◆ Your task:
Print the range of lines that opens with the line containing "Task: place one keypoint per instance of the stone railing" and closes with the last line of the listing. Include both ends; print nothing more.

◆ Record list:
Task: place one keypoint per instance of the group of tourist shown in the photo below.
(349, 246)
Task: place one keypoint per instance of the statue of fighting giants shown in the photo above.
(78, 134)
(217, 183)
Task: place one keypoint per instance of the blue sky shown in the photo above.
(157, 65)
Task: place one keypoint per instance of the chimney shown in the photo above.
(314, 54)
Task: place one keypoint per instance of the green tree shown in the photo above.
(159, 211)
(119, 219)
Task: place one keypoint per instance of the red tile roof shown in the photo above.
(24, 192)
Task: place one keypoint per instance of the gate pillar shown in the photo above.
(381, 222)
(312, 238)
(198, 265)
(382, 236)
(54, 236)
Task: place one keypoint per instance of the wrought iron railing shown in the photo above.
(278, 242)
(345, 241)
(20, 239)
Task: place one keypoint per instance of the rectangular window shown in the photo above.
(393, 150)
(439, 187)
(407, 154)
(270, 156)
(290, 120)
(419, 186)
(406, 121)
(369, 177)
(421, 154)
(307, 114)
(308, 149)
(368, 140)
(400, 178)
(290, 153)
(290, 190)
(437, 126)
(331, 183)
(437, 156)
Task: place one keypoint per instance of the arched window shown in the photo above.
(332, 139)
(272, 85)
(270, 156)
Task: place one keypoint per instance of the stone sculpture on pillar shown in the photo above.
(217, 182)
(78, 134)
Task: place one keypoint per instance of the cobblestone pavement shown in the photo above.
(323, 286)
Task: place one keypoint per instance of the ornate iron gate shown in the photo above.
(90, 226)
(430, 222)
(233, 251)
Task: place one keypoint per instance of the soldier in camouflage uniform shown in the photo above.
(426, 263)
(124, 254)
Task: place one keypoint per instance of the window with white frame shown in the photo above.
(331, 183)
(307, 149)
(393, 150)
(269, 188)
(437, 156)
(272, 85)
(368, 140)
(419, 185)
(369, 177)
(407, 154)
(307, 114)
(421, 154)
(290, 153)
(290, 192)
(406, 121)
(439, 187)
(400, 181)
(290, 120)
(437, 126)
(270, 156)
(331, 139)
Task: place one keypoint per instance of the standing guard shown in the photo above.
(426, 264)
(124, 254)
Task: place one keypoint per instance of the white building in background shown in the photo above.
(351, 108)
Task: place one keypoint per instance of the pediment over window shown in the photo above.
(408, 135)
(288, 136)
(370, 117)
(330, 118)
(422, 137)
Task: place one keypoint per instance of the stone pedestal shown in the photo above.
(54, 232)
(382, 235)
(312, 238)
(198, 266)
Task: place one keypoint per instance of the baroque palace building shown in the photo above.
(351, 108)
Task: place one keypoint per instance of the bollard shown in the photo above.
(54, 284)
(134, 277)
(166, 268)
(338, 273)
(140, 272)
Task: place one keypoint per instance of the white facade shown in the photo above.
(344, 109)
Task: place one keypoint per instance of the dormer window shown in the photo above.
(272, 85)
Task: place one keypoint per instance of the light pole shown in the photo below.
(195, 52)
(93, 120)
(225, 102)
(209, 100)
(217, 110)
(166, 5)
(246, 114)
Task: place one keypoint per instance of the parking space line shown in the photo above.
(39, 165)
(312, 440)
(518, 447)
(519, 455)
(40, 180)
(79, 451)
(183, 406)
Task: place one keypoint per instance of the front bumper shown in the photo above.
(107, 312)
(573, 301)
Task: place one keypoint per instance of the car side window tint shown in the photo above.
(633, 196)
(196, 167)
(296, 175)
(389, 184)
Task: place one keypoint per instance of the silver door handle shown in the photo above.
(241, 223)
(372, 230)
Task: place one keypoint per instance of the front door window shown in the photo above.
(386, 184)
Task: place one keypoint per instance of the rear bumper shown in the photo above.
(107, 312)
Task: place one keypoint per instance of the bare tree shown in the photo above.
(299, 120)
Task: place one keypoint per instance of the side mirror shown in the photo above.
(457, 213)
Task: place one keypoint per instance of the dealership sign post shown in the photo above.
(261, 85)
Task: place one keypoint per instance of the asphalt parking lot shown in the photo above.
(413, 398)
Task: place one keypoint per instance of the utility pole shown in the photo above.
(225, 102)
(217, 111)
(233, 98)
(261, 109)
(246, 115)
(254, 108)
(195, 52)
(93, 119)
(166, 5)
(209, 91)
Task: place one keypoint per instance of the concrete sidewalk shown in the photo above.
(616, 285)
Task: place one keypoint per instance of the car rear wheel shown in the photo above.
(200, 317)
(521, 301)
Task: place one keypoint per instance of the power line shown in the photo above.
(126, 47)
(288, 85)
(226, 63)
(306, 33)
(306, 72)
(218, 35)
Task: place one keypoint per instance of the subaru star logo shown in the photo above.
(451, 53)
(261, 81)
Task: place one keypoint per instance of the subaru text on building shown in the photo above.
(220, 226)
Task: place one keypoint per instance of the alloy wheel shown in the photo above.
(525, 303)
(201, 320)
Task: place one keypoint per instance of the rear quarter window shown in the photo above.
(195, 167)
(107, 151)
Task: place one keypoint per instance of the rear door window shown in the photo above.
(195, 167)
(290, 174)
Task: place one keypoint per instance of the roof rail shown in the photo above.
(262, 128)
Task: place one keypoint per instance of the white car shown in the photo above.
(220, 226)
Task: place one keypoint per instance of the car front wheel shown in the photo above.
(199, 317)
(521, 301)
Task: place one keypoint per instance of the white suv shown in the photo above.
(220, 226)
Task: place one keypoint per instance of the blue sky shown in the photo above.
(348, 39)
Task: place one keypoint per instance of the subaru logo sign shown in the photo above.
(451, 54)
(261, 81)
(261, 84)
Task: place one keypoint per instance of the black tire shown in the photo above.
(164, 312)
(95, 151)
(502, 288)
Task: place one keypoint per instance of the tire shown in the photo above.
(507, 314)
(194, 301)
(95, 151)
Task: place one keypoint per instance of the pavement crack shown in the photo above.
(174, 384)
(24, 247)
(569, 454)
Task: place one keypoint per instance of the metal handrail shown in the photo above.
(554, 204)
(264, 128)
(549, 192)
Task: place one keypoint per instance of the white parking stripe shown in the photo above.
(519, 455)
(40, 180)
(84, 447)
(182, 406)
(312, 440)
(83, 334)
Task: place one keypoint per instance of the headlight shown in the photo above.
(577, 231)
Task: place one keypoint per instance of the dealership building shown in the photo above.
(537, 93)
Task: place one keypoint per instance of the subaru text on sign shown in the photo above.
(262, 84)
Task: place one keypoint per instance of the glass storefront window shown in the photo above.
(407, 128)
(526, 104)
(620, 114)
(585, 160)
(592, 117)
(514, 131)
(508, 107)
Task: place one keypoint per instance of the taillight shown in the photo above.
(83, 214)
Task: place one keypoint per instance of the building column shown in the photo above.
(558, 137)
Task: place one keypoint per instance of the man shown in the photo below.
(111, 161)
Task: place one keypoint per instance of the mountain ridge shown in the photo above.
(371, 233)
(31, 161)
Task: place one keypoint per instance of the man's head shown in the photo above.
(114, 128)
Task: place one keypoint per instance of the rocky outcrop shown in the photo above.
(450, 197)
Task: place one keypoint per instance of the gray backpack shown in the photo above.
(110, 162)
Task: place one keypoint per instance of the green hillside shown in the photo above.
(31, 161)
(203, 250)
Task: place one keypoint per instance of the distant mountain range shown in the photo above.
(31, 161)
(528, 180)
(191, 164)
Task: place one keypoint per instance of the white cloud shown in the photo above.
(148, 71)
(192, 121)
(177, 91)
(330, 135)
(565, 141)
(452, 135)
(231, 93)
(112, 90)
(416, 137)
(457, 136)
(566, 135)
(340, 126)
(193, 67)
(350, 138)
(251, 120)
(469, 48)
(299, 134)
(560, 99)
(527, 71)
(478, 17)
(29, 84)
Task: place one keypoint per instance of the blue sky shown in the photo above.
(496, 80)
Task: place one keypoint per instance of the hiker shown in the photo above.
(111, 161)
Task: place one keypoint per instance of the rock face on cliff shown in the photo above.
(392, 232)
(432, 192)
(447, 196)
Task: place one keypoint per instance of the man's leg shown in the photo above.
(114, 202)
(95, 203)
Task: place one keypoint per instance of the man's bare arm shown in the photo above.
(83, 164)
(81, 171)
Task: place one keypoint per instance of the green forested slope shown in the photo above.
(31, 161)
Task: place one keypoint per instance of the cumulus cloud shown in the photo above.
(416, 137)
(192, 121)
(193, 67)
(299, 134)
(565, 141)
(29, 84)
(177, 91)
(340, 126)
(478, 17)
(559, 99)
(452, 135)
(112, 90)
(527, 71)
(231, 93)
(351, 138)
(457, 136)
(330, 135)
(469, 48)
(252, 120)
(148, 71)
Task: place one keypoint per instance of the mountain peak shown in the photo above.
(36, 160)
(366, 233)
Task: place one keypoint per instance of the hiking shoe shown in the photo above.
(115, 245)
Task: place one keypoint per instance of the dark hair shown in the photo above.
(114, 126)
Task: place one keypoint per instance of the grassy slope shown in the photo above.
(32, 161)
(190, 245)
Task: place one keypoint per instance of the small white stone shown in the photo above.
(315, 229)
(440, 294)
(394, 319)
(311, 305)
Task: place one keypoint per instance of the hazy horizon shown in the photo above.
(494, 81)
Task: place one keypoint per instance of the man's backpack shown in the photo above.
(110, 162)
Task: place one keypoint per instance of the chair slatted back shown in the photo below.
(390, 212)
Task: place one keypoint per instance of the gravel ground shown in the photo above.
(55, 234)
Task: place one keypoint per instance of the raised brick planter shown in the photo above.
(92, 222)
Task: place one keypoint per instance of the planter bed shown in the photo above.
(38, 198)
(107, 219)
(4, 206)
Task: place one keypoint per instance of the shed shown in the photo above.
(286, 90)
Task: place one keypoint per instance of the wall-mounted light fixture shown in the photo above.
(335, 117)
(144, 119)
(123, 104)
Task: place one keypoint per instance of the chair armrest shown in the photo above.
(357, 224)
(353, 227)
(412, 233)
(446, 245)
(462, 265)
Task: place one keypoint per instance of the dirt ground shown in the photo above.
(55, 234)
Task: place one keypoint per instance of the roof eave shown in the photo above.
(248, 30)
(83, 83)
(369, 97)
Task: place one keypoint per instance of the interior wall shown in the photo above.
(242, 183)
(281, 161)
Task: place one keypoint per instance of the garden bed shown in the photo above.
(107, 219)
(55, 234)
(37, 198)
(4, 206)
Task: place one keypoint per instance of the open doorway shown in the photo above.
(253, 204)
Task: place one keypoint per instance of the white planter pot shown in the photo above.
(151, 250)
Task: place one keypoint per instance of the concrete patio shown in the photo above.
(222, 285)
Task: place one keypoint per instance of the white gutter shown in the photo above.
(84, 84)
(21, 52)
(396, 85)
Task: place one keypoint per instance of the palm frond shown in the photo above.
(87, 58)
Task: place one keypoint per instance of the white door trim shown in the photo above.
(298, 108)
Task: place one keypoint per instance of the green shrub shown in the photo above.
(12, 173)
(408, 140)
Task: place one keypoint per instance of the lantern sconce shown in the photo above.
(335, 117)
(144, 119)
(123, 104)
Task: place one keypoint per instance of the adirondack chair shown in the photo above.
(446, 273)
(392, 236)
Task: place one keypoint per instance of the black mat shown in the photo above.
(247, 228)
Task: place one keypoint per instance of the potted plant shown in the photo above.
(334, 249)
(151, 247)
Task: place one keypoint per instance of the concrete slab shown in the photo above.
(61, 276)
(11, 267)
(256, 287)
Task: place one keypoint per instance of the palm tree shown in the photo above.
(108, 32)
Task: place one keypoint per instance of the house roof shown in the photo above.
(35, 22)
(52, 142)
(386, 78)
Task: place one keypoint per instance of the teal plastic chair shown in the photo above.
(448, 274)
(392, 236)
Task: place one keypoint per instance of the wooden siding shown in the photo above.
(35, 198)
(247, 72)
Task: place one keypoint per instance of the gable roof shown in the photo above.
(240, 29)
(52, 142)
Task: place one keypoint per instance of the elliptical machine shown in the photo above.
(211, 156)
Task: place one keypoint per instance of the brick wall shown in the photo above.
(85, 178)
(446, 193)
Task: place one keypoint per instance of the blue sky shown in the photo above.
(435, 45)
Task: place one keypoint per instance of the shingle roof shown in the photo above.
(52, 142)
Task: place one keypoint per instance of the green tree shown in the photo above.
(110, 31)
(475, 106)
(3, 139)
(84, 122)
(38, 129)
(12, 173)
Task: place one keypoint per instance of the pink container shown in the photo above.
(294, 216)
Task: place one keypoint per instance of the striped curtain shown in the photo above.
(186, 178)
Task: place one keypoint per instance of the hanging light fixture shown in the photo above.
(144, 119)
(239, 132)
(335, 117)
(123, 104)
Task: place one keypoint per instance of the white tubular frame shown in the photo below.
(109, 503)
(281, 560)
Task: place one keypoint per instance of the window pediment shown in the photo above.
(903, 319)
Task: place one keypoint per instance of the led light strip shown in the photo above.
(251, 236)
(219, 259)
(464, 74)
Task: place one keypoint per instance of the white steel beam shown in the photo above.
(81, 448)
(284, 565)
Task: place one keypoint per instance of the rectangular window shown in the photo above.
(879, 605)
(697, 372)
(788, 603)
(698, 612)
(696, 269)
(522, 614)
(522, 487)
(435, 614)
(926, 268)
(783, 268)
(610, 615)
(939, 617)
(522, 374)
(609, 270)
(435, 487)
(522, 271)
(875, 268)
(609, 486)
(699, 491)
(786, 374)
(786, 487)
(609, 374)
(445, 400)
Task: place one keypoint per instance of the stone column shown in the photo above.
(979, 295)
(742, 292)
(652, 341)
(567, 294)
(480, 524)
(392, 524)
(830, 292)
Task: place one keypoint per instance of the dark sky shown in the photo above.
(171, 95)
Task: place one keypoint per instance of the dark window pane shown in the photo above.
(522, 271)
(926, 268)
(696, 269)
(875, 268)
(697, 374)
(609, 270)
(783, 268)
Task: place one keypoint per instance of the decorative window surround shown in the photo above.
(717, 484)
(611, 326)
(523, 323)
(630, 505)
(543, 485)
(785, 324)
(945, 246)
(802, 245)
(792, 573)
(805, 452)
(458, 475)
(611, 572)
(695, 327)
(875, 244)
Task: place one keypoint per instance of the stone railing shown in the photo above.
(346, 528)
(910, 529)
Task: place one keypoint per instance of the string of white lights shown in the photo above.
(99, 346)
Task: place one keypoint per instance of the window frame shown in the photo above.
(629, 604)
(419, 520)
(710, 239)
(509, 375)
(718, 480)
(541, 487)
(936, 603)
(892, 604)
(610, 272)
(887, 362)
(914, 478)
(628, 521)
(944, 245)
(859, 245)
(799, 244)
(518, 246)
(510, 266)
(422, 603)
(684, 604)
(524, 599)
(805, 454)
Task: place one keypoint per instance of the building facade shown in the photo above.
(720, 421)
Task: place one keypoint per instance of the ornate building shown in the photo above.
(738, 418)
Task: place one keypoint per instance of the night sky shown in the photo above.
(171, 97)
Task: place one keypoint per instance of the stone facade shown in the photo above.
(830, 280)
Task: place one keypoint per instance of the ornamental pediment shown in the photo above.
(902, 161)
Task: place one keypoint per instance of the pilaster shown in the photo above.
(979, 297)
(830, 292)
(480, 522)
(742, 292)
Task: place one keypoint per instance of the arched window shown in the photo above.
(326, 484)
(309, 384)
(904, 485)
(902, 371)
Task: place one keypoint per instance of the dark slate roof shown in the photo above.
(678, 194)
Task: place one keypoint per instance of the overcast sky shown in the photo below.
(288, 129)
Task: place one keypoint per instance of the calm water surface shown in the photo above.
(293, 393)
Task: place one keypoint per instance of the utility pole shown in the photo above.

◆ Problem solution:
Task: place one keypoint per instance of the stone railing shown in the photo above.
(346, 528)
(910, 529)
Task: place one keypoint per instance of the string of white lights shown in the photo above.
(99, 346)
Task: place one keypoint per instance of the window frame shown in the photo above.
(629, 604)
(419, 520)
(710, 239)
(509, 375)
(718, 480)
(541, 487)
(936, 603)
(892, 604)
(610, 272)
(887, 362)
(914, 478)
(628, 521)
(944, 245)
(859, 245)
(799, 244)
(518, 246)
(510, 266)
(422, 603)
(684, 604)
(524, 599)
(805, 454)
Task: place one keypoint per instance of the building facade shown in the photo above.
(720, 421)
Task: place one keypoint per instance of the ornate building shown in the photo above.
(738, 418)
Task: place one keypoint per instance of the night sky shown in the photo above.
(171, 97)
Task: place one keypoint per instance of the stone facade shown in the photo above.
(830, 280)
Task: place one keypoint per instance of the ornamental pediment shown in the photo above.
(902, 161)
Task: place one keypoint per instance of the pilaster shown in the photo above.
(979, 297)
(830, 292)
(480, 522)
(742, 292)
Task: place one keypoint per instance of the arched window shown in the photo above.
(326, 484)
(309, 384)
(904, 485)
(902, 371)
Task: place one keypoint per instance of the dark slate roof shown in the photo above.
(678, 194)
Task: place one keypoint per instance of the overcast sky shown in the photo below.
(288, 129)
Task: place one keypoint per instance of the calm water surface shown in the photo above.
(293, 393)
Task: place one keypoint per instance of the utility pole shown in the photo above.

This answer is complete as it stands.